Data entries

* * * * * * *

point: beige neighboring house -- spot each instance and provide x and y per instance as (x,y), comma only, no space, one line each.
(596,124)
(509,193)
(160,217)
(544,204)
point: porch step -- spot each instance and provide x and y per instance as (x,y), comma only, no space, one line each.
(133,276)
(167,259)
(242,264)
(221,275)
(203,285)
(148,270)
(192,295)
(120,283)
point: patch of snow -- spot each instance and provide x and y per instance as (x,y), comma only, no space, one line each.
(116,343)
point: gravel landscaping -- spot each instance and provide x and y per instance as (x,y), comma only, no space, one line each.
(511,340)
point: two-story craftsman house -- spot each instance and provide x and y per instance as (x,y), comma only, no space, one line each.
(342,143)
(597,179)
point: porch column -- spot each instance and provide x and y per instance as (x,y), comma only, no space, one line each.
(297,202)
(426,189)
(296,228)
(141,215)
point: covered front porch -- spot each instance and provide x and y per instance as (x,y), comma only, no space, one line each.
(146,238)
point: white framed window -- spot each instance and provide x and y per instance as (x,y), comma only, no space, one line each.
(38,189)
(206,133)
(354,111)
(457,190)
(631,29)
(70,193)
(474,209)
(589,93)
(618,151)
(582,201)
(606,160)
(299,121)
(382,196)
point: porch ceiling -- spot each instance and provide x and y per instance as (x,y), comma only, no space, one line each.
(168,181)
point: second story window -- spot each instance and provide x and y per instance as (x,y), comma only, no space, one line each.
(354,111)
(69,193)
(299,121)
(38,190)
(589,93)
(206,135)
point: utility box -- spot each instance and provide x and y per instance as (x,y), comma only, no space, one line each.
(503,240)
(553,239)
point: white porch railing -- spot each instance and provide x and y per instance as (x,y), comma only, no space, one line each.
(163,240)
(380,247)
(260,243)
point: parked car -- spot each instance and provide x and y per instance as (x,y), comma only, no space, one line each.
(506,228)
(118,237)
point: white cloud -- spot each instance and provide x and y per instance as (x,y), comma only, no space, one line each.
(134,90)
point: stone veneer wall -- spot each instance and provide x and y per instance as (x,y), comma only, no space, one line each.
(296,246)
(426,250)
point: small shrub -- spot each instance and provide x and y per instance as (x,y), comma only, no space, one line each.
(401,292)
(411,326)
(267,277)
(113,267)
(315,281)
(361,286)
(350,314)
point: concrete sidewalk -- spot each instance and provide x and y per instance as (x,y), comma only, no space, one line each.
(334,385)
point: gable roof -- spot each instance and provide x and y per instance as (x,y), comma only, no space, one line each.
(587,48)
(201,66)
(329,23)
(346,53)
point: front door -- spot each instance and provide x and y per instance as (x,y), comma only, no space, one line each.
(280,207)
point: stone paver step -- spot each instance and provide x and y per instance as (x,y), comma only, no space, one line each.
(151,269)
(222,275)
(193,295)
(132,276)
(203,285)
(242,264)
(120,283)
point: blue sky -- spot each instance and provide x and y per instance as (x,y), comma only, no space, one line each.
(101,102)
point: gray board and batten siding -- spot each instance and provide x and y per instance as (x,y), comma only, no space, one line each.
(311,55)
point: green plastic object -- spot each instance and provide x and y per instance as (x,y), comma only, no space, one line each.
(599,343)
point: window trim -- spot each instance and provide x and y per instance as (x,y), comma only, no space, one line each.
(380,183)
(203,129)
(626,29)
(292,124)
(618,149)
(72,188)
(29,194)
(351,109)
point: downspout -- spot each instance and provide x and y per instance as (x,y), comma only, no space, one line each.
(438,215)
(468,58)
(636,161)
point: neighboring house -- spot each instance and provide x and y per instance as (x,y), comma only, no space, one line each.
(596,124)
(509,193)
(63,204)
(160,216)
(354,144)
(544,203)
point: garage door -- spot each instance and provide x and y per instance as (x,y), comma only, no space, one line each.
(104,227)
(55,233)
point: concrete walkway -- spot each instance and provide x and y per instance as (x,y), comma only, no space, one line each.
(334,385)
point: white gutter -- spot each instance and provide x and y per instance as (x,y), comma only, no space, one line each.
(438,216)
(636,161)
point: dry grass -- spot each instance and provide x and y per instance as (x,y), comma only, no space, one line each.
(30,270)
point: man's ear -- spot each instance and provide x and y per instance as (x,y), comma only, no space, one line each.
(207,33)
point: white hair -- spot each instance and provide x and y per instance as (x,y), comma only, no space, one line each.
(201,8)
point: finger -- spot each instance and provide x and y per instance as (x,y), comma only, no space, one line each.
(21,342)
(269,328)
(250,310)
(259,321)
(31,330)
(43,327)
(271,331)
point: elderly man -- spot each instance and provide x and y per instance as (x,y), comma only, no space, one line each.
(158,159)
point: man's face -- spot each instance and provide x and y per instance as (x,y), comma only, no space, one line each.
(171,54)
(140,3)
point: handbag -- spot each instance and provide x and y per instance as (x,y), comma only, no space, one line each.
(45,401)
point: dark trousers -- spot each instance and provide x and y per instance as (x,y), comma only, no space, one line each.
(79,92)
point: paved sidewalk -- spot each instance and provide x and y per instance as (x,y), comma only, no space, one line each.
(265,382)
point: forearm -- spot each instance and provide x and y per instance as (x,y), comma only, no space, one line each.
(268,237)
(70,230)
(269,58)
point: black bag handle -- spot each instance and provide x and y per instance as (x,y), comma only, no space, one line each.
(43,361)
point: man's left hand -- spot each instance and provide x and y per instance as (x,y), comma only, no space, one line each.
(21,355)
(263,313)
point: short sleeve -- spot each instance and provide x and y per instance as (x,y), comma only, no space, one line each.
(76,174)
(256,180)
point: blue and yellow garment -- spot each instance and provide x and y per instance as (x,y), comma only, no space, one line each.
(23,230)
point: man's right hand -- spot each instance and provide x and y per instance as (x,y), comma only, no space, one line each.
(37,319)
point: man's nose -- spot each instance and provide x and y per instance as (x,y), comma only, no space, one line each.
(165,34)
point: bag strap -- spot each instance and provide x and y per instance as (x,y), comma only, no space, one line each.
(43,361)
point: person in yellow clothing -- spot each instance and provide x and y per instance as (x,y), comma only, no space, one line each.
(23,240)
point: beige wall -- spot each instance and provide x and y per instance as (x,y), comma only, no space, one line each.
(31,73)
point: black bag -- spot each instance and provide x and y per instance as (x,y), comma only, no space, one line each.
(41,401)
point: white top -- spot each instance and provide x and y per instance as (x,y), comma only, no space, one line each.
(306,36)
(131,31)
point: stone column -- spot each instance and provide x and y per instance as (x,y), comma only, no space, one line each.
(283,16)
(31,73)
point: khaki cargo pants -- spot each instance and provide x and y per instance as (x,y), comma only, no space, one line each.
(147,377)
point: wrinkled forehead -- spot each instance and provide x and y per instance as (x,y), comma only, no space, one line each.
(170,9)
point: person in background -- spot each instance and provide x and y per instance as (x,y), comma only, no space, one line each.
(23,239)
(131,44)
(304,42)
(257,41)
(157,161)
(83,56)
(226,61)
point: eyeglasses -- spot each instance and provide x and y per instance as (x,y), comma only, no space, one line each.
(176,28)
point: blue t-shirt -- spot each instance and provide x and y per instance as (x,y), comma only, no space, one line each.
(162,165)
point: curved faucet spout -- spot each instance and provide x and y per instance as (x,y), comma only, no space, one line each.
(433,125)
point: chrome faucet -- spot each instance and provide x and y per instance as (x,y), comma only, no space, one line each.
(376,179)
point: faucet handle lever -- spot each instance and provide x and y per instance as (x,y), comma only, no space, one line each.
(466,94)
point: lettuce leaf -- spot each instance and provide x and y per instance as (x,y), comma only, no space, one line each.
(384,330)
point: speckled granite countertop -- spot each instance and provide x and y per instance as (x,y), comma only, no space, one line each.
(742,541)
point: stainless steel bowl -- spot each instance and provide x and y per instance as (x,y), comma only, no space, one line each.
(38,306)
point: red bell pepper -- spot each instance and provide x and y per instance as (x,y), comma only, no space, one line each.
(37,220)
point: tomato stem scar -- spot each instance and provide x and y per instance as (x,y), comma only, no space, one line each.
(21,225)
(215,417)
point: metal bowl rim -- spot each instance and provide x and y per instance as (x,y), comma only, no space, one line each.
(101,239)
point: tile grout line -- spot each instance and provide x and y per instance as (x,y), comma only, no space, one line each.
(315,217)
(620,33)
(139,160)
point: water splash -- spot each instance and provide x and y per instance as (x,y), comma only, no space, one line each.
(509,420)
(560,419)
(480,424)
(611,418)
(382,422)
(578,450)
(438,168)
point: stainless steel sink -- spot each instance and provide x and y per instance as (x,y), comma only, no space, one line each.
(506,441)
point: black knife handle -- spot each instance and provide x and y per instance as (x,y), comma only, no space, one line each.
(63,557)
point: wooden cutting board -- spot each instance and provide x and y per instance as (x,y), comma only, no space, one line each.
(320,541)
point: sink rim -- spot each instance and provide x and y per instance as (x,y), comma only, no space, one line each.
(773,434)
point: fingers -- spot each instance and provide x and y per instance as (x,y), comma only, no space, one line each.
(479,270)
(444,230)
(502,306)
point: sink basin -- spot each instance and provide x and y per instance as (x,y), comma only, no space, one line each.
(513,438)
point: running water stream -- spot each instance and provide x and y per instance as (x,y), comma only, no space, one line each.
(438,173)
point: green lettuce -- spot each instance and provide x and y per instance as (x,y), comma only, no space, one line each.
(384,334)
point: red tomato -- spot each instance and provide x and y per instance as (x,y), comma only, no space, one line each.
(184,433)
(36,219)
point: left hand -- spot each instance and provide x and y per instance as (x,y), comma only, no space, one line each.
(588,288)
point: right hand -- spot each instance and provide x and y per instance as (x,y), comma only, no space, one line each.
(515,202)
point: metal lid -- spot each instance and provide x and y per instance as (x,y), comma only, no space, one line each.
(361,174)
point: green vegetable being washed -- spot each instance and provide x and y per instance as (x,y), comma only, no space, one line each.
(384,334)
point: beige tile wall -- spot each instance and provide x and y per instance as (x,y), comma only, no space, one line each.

* * * * * * *

▶ **Task goal**
Copy out the lines beginning at the one that contains "point: metal lid". Stop at the final line of the data, and include it.

▶ **Your response**
point: metal lid -- spot each instance and provide x and y per instance as (x,y), comma only, no space, one line each.
(361,174)
point: green vegetable being washed -- spot each instance and provide x and y per instance as (x,y), comma only, no space, one line each.
(384,334)
point: beige tile wall -- spot each instance and provide x and y per instance as (x,y), comma only, no space, one line each.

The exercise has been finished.